## Exercise details
Rewrite everything from the line containing "like point(198, 144)." down to the line containing "point(341, 135)", swapping "high-rise building" for "skyscraper" and leaving all else unchanged.

## Records provided
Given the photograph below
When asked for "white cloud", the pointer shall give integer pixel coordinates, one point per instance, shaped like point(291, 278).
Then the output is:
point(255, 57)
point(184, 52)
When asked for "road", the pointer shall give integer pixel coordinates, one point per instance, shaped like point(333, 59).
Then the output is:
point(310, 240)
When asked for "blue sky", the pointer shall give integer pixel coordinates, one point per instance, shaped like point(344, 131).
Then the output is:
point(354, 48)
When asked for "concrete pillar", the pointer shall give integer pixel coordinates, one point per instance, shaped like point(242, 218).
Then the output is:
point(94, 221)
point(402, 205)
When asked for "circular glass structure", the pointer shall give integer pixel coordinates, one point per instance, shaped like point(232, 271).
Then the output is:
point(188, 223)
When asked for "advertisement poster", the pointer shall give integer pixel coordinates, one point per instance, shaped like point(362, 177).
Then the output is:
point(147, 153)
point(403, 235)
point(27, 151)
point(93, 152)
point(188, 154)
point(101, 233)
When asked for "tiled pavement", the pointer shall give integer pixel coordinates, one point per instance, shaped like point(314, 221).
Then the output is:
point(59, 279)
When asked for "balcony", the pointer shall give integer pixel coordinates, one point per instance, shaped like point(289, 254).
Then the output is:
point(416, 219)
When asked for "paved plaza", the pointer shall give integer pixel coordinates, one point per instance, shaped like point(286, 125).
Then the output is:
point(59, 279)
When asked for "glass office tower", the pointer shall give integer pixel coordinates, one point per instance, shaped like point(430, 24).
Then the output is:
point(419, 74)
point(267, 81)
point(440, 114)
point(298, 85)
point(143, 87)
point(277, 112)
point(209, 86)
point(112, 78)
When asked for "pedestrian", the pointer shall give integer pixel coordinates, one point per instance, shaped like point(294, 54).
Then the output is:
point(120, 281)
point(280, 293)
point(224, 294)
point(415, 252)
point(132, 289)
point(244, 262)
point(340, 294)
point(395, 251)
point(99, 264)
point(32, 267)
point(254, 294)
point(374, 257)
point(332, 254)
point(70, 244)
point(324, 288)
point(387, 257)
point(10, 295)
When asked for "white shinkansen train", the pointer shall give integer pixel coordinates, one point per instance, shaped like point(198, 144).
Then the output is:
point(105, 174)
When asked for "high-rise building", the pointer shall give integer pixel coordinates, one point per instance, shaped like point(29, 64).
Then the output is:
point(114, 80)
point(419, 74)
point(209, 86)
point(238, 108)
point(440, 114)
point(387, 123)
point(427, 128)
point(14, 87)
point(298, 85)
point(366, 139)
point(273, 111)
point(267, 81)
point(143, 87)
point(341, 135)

* * *

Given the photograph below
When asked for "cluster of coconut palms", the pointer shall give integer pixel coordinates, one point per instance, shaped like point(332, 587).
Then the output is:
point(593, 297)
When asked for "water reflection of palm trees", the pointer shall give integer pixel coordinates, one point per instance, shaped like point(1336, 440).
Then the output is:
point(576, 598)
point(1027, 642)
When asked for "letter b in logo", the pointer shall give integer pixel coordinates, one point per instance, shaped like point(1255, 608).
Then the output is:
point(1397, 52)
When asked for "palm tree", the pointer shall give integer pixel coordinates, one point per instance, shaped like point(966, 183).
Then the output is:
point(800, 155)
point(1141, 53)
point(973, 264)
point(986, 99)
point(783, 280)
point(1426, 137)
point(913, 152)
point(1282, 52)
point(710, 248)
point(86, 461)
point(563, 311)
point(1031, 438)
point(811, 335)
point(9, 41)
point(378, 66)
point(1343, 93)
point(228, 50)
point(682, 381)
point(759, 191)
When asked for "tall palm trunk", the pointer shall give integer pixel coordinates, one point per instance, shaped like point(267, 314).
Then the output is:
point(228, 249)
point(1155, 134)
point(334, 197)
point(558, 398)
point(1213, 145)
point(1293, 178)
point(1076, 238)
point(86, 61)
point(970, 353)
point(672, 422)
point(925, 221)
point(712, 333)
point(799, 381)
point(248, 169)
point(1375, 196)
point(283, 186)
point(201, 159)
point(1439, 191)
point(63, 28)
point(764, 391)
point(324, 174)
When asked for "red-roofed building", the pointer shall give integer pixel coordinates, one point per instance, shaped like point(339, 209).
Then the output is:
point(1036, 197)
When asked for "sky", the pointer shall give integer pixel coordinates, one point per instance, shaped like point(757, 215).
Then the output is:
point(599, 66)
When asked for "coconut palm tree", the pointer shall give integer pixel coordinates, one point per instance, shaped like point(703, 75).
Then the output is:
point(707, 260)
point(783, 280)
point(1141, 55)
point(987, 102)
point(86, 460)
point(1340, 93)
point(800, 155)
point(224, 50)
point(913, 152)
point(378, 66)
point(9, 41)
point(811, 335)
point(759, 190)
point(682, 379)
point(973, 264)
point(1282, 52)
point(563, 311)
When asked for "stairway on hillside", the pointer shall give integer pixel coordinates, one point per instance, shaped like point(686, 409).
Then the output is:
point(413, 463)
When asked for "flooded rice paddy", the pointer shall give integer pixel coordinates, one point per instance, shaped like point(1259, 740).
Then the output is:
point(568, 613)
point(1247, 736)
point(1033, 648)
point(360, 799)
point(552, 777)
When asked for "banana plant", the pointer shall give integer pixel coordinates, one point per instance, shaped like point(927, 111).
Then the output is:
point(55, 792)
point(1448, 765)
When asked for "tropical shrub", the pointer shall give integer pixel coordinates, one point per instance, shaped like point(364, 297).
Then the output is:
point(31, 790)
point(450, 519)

* * *

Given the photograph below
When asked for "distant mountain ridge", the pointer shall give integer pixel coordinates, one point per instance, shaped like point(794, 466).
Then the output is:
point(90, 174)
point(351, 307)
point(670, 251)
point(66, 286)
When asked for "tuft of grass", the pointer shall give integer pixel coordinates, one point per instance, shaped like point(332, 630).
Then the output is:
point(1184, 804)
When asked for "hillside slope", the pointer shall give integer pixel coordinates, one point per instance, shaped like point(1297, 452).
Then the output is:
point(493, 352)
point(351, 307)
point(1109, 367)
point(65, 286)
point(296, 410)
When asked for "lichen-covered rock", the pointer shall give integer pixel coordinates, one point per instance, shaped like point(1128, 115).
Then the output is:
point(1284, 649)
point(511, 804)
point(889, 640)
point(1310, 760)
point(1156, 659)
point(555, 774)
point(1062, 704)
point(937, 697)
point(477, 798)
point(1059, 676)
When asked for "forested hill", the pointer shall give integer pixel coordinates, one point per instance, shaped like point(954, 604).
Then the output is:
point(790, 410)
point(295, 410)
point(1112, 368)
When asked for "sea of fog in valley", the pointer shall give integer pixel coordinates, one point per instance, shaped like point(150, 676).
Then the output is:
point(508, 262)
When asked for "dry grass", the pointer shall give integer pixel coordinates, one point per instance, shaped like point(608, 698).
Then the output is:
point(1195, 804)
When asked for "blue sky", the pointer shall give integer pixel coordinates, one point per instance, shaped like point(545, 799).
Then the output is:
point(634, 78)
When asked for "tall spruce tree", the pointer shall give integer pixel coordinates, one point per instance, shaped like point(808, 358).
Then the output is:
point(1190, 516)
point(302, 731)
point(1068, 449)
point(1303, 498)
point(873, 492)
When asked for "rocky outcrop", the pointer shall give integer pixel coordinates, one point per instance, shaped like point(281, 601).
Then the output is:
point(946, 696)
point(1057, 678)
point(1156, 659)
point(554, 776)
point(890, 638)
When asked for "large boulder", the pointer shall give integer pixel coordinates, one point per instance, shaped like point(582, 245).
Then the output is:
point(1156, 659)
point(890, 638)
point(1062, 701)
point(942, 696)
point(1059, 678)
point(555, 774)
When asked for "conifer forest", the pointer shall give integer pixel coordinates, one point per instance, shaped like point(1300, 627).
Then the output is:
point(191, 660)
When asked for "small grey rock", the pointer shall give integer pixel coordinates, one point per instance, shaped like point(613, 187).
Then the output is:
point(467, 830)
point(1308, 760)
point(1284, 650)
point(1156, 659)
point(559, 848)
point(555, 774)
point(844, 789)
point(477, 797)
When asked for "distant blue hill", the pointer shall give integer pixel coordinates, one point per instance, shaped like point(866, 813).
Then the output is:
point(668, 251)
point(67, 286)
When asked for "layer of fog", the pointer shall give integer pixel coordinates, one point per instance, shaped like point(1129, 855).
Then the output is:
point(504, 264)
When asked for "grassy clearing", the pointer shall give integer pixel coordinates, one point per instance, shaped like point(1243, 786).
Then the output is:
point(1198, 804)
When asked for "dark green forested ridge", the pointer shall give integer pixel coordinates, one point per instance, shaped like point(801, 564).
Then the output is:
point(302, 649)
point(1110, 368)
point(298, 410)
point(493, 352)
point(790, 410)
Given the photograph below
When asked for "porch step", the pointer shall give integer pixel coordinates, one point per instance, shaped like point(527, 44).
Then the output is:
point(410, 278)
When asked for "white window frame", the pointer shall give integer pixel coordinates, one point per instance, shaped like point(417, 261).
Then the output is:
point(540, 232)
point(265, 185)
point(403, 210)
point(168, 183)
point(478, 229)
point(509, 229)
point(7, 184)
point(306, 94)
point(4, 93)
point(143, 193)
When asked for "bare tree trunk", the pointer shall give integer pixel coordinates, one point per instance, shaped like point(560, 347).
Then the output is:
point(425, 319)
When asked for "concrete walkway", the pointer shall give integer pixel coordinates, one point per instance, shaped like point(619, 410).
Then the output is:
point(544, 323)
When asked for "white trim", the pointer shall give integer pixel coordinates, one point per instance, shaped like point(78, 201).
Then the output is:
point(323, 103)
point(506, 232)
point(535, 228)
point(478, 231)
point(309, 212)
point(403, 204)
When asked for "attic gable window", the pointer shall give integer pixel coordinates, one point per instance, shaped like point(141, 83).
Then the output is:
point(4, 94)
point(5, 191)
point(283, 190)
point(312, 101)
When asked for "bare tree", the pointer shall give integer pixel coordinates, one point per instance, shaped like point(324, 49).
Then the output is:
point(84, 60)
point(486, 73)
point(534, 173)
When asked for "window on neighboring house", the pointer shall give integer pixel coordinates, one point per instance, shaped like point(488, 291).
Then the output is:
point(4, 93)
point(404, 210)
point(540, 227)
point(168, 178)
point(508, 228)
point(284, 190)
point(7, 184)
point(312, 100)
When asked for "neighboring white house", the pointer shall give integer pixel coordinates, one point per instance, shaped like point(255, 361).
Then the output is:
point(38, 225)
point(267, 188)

## Correct answer
When asked for "white shinkansen train", the pointer shall give integer pixel coordinates, one point per instance, shaped like point(198, 144).
Then the output is:
point(105, 174)
When asked for "skyscraper", the pointer shall give integer pixel coordinates, one point per instance, shaped like point(29, 64).
Then the output is:
point(114, 80)
point(419, 74)
point(209, 86)
point(238, 108)
point(440, 114)
point(387, 123)
point(427, 128)
point(14, 87)
point(298, 85)
point(366, 139)
point(273, 111)
point(267, 81)
point(143, 87)
point(341, 135)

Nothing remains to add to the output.